Exercise details> Please write out all the data exactly as shown.

Stored entries>
- Opening Delimiter -

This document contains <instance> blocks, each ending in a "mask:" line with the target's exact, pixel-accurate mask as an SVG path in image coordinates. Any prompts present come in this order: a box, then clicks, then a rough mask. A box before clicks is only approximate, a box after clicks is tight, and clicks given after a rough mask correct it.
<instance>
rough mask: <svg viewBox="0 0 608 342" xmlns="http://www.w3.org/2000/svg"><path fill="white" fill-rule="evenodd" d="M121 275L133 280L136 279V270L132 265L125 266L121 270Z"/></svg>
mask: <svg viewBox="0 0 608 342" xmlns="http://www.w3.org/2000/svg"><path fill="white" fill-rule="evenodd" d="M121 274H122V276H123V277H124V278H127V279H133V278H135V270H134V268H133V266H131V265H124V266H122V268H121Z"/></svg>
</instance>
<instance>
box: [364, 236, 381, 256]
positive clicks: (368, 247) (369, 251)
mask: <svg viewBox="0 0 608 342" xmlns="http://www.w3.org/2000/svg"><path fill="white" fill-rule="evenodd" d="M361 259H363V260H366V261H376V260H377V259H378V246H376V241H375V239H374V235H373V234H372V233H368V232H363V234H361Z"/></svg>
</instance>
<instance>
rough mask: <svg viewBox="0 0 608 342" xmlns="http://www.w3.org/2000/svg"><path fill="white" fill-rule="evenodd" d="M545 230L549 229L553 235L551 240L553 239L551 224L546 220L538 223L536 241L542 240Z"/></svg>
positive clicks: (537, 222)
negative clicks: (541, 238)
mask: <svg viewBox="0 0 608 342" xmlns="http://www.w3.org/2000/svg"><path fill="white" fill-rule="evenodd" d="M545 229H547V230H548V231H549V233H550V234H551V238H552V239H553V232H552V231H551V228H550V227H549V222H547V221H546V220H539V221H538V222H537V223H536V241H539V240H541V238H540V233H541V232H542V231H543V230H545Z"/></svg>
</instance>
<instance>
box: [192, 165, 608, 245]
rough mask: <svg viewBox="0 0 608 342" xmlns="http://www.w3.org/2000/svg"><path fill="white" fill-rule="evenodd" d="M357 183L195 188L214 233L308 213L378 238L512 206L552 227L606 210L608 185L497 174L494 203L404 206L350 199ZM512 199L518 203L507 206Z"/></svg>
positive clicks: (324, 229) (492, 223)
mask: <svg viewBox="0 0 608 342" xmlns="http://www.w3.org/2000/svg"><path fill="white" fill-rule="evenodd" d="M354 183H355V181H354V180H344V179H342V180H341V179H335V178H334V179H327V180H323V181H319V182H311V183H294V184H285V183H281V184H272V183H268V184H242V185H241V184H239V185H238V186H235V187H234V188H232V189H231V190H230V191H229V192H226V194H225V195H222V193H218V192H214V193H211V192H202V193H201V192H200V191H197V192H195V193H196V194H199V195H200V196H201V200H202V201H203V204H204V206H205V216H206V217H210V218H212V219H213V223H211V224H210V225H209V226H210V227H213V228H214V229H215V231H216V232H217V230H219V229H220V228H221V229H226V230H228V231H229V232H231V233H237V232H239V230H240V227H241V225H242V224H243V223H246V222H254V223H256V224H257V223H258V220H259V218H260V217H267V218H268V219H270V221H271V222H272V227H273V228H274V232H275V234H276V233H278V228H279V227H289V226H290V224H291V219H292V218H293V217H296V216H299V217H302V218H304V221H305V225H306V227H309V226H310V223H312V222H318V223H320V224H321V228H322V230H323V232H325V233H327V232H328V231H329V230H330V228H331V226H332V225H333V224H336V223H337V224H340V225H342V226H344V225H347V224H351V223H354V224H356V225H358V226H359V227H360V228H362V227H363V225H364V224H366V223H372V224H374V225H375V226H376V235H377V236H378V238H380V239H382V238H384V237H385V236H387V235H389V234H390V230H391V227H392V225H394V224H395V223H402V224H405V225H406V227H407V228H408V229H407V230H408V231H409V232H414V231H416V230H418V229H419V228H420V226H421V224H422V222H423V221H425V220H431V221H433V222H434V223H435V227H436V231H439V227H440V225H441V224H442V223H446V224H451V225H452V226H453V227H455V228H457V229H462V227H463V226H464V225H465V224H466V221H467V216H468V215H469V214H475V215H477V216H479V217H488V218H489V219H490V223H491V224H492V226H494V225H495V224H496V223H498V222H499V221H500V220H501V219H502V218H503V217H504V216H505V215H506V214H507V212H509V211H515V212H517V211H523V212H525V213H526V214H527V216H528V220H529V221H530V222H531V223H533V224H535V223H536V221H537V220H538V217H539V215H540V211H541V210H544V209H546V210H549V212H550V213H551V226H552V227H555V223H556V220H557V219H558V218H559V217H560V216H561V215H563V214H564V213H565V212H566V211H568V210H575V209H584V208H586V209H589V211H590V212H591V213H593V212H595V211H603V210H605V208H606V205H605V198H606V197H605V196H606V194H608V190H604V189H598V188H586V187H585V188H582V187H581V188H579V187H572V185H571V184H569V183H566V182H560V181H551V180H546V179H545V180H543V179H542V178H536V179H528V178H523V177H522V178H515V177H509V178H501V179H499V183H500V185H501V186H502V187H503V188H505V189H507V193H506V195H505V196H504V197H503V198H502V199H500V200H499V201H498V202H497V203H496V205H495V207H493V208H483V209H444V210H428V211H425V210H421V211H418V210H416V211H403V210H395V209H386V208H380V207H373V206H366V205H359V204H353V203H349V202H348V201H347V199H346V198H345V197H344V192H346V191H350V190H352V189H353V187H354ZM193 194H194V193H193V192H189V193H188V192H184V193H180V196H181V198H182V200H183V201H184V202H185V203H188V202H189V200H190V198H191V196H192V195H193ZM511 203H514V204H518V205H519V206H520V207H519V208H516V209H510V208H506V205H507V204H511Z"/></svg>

- Closing Delimiter -

Task solution>
This document contains <instance> blocks, each ending in a "mask:" line with the target's exact, pixel-accurate mask as an SVG path in image coordinates. Any prompts present come in this order: a box, then clicks, then a rough mask. A box before clicks is only approximate, a box after clicks is tight, and clicks given after a rough mask correct it.
<instance>
rough mask: <svg viewBox="0 0 608 342" xmlns="http://www.w3.org/2000/svg"><path fill="white" fill-rule="evenodd" d="M121 275L133 280L136 279V270L132 265L125 266L121 270Z"/></svg>
mask: <svg viewBox="0 0 608 342" xmlns="http://www.w3.org/2000/svg"><path fill="white" fill-rule="evenodd" d="M121 274H122V276H123V277H124V278H127V279H133V278H135V270H134V268H133V266H131V265H124V266H122V268H121Z"/></svg>
</instance>
<instance>
box: [364, 236, 381, 256]
positive clicks: (368, 247) (369, 251)
mask: <svg viewBox="0 0 608 342" xmlns="http://www.w3.org/2000/svg"><path fill="white" fill-rule="evenodd" d="M361 259H363V260H366V261H376V260H377V259H378V246H376V241H375V239H374V235H373V234H372V233H368V232H363V234H361Z"/></svg>
</instance>
<instance>
rough mask: <svg viewBox="0 0 608 342" xmlns="http://www.w3.org/2000/svg"><path fill="white" fill-rule="evenodd" d="M545 230L549 229L553 235L551 240L553 239L551 224L546 220L538 223L536 241L542 240Z"/></svg>
positive clicks: (537, 222)
negative clicks: (541, 238)
mask: <svg viewBox="0 0 608 342" xmlns="http://www.w3.org/2000/svg"><path fill="white" fill-rule="evenodd" d="M545 229H547V230H548V231H549V233H550V234H551V238H552V239H553V232H552V231H551V228H550V227H549V222H547V221H546V220H539V221H538V222H537V223H536V241H539V240H541V238H540V233H541V232H542V231H543V230H545Z"/></svg>
</instance>
<instance>
box: [192, 165, 608, 245]
rough mask: <svg viewBox="0 0 608 342" xmlns="http://www.w3.org/2000/svg"><path fill="white" fill-rule="evenodd" d="M357 183L195 188L214 233L308 213L378 238L512 206L552 227L606 210L608 185L497 174L494 203L404 206L350 199ZM512 199L518 203L507 206Z"/></svg>
positive clicks: (324, 229) (492, 223)
mask: <svg viewBox="0 0 608 342" xmlns="http://www.w3.org/2000/svg"><path fill="white" fill-rule="evenodd" d="M354 183H355V181H354V180H344V179H342V180H341V179H335V178H334V179H327V180H323V181H319V182H311V183H294V184H285V183H281V184H272V183H268V184H242V185H241V184H239V185H238V186H235V187H234V188H232V189H231V190H230V191H229V192H226V194H225V195H222V193H218V192H214V193H211V192H202V193H201V192H200V191H197V192H195V193H196V194H199V195H200V196H201V200H202V201H203V204H204V206H205V216H206V217H210V218H212V219H213V223H211V224H210V225H209V226H210V227H213V228H214V229H215V231H216V232H217V230H219V229H220V228H221V229H226V230H228V231H229V232H231V233H237V232H239V230H240V227H241V225H242V224H243V223H246V222H254V223H256V224H257V223H258V220H259V218H260V217H267V218H268V219H270V221H271V222H272V227H273V228H274V232H275V234H276V233H278V228H279V227H289V226H290V224H291V219H292V218H293V217H296V216H299V217H302V218H304V221H305V225H306V227H309V226H310V223H312V222H318V223H320V224H321V228H322V230H323V232H325V233H327V232H328V231H329V230H330V228H331V226H332V225H333V224H336V223H337V224H340V225H342V226H344V225H347V224H351V223H354V224H356V225H358V226H359V227H360V228H362V227H363V225H364V224H366V223H372V224H374V225H375V226H376V235H377V236H378V238H380V239H382V238H384V237H385V236H387V235H389V234H390V230H391V227H392V225H394V224H395V223H402V224H405V225H406V227H407V228H408V229H407V230H408V231H409V232H414V231H416V230H418V229H419V228H420V226H421V224H422V222H423V221H425V220H431V221H433V222H434V223H435V227H436V231H439V227H440V225H441V224H442V223H446V224H451V225H452V226H453V227H455V228H457V229H462V227H463V226H464V225H465V224H466V221H467V216H468V215H469V214H475V215H477V216H479V217H488V218H489V219H490V223H491V224H492V226H494V225H495V224H496V223H498V222H499V221H500V220H501V219H502V218H503V217H504V216H505V215H506V214H507V212H509V211H515V212H517V211H523V212H525V213H526V214H527V216H528V220H529V221H530V222H531V223H533V224H535V223H536V221H537V220H538V217H539V215H540V211H541V210H544V209H546V210H549V212H550V213H551V226H552V227H555V223H556V220H557V219H558V218H559V217H560V216H561V215H563V214H564V213H565V212H566V211H568V210H575V209H584V208H586V209H589V211H590V212H591V213H593V212H595V211H603V210H605V208H606V205H605V198H606V197H605V196H606V194H608V190H604V189H598V188H586V187H585V188H582V187H581V188H579V187H572V185H571V184H569V183H566V182H560V181H551V180H546V179H545V180H543V179H542V178H536V179H528V178H523V177H522V178H515V177H509V178H501V179H499V183H500V185H501V186H502V187H503V188H505V189H507V193H506V195H505V196H504V197H503V198H502V199H500V200H499V201H498V202H497V203H496V205H495V207H493V208H483V209H444V210H428V211H425V210H421V211H418V210H416V211H403V210H395V209H386V208H380V207H373V206H366V205H359V204H353V203H349V202H348V201H347V199H346V198H345V197H344V192H346V191H350V190H352V189H353V187H354ZM193 194H194V193H193V192H189V193H188V192H184V193H180V196H181V198H182V200H183V201H184V202H185V203H188V202H189V200H190V198H191V196H192V195H193ZM511 203H514V204H518V205H519V206H520V207H519V208H516V209H510V208H506V205H507V204H511Z"/></svg>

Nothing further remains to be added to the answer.